> _Challenge_:
Write out all of the data below word for word, leaving out the pictures.

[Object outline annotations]
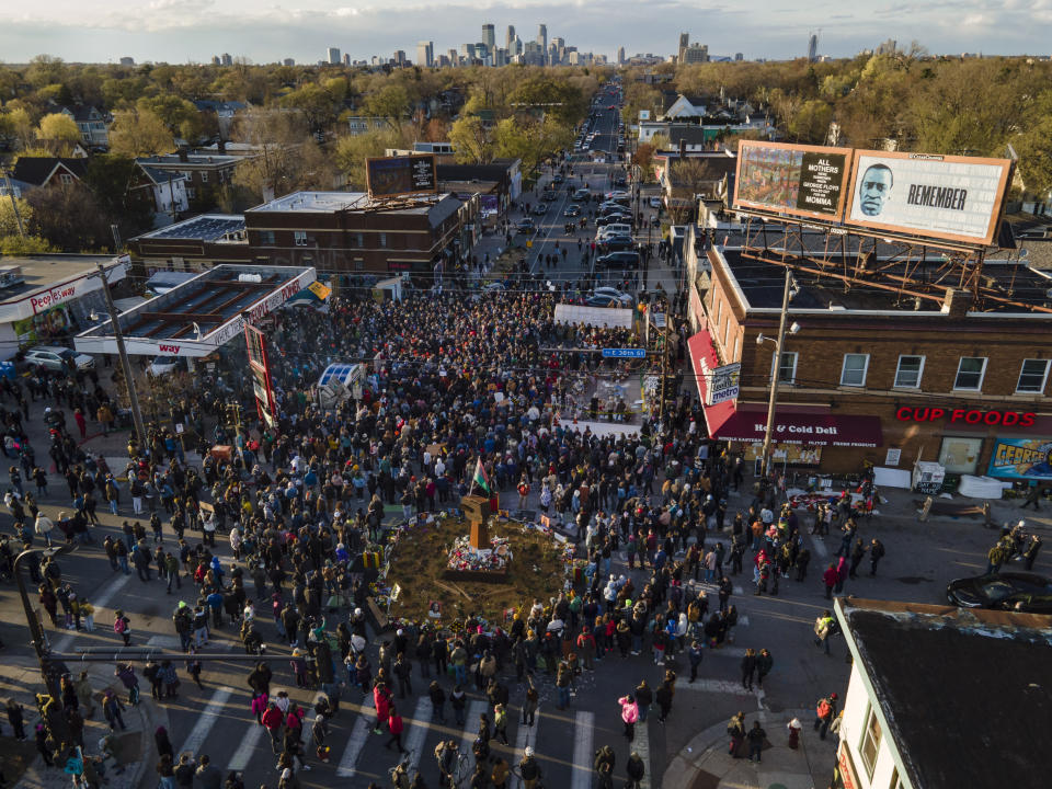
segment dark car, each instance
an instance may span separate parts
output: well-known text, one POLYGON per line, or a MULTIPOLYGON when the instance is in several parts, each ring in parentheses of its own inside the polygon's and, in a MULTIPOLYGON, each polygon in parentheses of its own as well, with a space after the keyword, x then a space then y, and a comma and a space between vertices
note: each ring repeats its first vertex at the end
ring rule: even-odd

> _Response_:
segment dark car, each instance
an instance may span separate parts
output: well-known text, one POLYGON per line, or a MULTIPOLYGON when the instance is in several parts, each ring in parentheses of its own inside the polygon's and, in a MULTIPOLYGON, each polygon in parentheses of its own as well, with a space after the keyword, x then a space then y, and a comma and a space between vertices
note: each ring repeats its first vertex at the end
ring rule: even-odd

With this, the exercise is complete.